Exercise task 1: Locate every line of the entries that contains the word "with", treating uppercase and lowercase as distinct, and copy each such line.

Passage shown:
==================================================

Maximise your power
Energy is the big story in Europe now – and you have a major role to play!
Right now, you’re probably thinking, why should I bother? One small light won’t change the world. Well, just think…
A quick calculation…
One 100W light bulb left on for one hour every day consumes 36,5 kWh of energy per year. There are 75 million teenagers in Europe. If we all switch off one light for one hour each day – that’s 36,5 x 75 million = 2738 million kWh of energy saved.
This would prevent 1.37 million tonnes of carbon being released into the atmosphere – the amount generated by one small power station (150 MWe).
So, you really do have the power to be the hero in our Energy story!
The story doesn’t end there
Switching off lights is a good start. But there are many other ways you can help save the planet’s energy for the future.
CFL light bulbs use one fifth of the energy of traditional bulbs, and last eight times as long. They cost more to buy, but actually save you money because they are so efficient. Encourage your school, your family and your friends to see the light and make the change!
Ditch the duck
Having short showers instead of long baths also helps to save energy and water. The duck may not like it. But every time he takes a dip, he speeds up global warming.
Switch it off!
6% of energy in Europe is used by electrical equipment left on standby. When the red light shows you are still leaking electricity! So remember to always pull the plug on equipment such as playstations, CD players and computers!
Use the sun’s energy
It’s so easy to switch on the heating or tumble drier, we often forget there is a brilliant source of energy in our garden. Always dry your clothes the natural way when possible. On sunny winter days, turn down the thermostat and open the curtains. The sun’s energy will come shining in and heat the house for free!
These are just a few simple example of ways to take Energy Action and help save Europe’s reources for your future.
Energy for life
In Europe our way of life still depends on fossil fuels. These were created millions of years ago from the remains of prehistoric forests.

==================================================

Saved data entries
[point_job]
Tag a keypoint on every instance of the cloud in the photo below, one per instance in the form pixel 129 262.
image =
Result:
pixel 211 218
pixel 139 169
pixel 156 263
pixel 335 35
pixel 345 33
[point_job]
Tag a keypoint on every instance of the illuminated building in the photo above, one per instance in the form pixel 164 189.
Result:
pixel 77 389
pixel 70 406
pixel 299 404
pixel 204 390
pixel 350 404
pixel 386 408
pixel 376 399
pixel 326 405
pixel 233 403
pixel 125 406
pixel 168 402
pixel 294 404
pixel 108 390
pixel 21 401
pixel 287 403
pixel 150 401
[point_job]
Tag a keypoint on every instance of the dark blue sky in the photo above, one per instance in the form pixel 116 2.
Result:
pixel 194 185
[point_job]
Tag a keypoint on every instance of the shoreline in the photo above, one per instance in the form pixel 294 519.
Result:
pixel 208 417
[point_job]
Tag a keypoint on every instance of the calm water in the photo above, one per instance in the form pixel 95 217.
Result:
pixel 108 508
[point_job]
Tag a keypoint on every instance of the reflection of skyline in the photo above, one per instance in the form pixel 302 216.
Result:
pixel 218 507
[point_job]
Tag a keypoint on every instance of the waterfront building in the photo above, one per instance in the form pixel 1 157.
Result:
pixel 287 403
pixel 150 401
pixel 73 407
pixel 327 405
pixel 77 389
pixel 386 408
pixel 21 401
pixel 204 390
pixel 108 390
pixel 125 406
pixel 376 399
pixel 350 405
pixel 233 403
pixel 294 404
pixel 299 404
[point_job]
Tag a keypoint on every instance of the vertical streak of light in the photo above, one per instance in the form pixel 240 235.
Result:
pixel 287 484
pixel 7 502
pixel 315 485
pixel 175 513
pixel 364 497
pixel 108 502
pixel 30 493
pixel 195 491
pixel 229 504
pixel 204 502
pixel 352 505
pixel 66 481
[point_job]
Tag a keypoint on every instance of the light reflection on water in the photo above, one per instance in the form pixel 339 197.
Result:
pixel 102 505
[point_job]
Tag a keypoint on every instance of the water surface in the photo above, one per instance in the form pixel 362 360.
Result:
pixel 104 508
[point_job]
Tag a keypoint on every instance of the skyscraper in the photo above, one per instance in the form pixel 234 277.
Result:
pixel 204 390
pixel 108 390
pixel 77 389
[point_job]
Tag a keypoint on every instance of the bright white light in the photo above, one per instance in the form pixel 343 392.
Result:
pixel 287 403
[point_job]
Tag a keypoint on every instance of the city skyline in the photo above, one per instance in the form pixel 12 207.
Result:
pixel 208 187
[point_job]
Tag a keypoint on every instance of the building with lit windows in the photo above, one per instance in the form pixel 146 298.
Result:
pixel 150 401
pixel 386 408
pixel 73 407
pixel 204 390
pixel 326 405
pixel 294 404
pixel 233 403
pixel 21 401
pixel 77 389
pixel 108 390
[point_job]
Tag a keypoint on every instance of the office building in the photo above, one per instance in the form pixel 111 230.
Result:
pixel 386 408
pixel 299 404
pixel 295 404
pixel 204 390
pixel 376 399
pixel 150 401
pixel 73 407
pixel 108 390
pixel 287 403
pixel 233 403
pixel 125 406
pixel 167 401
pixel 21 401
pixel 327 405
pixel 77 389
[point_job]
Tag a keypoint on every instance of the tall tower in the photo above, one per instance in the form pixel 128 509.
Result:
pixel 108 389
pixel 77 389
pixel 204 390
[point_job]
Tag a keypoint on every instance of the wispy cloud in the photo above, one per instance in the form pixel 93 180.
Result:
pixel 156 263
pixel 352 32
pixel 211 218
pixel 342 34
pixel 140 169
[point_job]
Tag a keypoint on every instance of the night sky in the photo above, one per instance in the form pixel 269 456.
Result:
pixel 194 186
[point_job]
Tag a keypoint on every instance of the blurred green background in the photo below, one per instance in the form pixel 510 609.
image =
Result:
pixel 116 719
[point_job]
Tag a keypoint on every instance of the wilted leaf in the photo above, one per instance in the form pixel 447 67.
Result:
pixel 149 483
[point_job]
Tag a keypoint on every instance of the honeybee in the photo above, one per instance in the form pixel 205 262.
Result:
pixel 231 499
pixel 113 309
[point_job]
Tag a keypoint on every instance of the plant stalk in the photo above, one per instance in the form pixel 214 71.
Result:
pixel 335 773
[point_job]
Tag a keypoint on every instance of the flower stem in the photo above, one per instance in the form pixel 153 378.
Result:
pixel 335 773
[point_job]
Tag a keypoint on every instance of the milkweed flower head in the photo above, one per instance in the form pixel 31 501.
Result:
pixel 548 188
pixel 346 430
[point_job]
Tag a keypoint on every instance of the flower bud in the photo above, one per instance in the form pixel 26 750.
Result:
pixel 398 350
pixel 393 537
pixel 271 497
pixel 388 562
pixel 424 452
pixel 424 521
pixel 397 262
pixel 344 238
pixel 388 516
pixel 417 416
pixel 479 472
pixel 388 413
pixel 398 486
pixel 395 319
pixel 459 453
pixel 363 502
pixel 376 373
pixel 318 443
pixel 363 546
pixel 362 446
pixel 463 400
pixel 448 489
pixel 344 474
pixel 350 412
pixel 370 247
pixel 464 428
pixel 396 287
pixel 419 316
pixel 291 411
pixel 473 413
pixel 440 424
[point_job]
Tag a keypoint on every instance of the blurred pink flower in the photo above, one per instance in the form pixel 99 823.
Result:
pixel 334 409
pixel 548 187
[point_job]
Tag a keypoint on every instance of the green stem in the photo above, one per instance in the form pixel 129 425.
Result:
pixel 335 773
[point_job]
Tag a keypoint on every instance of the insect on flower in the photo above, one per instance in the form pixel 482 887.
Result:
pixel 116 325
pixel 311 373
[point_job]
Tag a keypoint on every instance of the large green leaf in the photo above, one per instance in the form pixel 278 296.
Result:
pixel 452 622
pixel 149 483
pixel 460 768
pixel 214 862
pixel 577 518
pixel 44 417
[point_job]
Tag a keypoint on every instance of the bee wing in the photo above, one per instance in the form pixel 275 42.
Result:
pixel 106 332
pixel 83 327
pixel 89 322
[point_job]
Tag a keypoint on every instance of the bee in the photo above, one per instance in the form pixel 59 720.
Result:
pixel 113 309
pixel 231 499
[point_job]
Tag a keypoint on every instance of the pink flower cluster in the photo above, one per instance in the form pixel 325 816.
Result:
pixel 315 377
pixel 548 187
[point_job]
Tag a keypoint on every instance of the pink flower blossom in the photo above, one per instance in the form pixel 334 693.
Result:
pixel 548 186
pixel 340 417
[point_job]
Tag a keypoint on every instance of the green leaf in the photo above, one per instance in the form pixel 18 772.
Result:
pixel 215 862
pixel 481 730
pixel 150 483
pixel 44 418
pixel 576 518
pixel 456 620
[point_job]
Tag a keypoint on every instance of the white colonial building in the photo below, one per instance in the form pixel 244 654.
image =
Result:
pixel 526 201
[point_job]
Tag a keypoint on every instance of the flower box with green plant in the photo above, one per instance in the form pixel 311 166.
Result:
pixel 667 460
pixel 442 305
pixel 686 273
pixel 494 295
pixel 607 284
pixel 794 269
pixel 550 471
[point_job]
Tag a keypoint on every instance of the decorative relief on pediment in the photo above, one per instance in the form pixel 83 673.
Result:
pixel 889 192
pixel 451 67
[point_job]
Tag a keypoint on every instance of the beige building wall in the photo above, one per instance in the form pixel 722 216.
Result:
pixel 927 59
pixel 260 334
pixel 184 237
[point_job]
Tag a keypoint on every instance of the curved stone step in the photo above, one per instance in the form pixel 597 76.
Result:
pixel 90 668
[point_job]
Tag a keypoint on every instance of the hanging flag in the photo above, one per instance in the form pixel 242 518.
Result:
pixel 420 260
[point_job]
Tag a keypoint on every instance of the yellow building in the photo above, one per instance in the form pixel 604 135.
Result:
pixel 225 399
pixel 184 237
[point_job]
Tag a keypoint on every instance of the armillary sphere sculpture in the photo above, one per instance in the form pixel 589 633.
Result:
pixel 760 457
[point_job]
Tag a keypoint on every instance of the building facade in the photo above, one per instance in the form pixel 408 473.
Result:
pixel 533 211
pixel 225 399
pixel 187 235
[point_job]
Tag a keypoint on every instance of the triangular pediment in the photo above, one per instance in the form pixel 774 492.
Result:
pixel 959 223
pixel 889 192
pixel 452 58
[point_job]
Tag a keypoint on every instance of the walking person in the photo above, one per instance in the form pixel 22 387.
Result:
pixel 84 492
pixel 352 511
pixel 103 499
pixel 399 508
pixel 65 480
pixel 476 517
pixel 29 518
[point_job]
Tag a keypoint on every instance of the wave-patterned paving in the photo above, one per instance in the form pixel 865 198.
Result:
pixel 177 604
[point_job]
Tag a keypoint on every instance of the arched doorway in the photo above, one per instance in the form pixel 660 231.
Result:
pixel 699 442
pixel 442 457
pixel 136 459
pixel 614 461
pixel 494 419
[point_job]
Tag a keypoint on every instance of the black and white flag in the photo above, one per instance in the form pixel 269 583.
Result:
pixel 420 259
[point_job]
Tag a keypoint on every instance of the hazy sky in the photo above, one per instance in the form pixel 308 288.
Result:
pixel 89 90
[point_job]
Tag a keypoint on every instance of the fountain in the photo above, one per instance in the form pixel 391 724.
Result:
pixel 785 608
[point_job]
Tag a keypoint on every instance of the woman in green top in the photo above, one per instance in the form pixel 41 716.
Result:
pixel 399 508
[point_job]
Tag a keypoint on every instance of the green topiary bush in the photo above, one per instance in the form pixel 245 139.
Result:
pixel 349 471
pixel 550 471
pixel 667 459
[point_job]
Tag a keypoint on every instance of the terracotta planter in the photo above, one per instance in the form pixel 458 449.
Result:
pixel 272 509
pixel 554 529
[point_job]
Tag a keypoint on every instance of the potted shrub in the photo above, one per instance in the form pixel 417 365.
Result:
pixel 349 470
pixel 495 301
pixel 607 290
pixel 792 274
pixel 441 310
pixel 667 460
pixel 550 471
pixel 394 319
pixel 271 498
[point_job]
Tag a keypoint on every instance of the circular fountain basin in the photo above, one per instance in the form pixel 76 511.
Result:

==================================================

Exercise task 2: Write what comes next in the passage on saving energy, beginning after its final sentence.

Response 1:
Tag a keypoint on every instance of the building with lit windows in the photo above, one per instance in the form pixel 146 298.
Tag a keypoint on every instance of the flower box with green plant in the photo above, one per instance in the form pixel 311 166.

Response 2:
Beneath the ground, time and pressure slowly turned the trees into vast fields of oil, gas and coal. However, the world has already used up half these fuels, and in a few decades they will be gone forever.
So it is vital that Europe develops safe sources of energy that will not run out; energy from the sun, wind, water and plants.
Renewable energy is nothing new. For centuries, buildings have been designed to capture the heat of the sun. Wood has been used for heating and cooking. Wind energy was used to mill flour, and to transport goods and people around the world on large sailing ships.
The resources of renewable energy may not have changed, but the technology definitely has. Modern wind turbines have become highly efficent and now generate electricity for thousands of homes in Europe. And they don’t produce the carbon emissions that cause global warming.
Solar energy is also becoming increasingly important. Solar panels use photovoltaics made of special types of silicon. These convert sunlight into electricity.
Solar thermal energy is used to provide heat and hot water. The tubes above absorb the sun’s heat in a highly efficient way, and pass the heat via pipes to a water tank.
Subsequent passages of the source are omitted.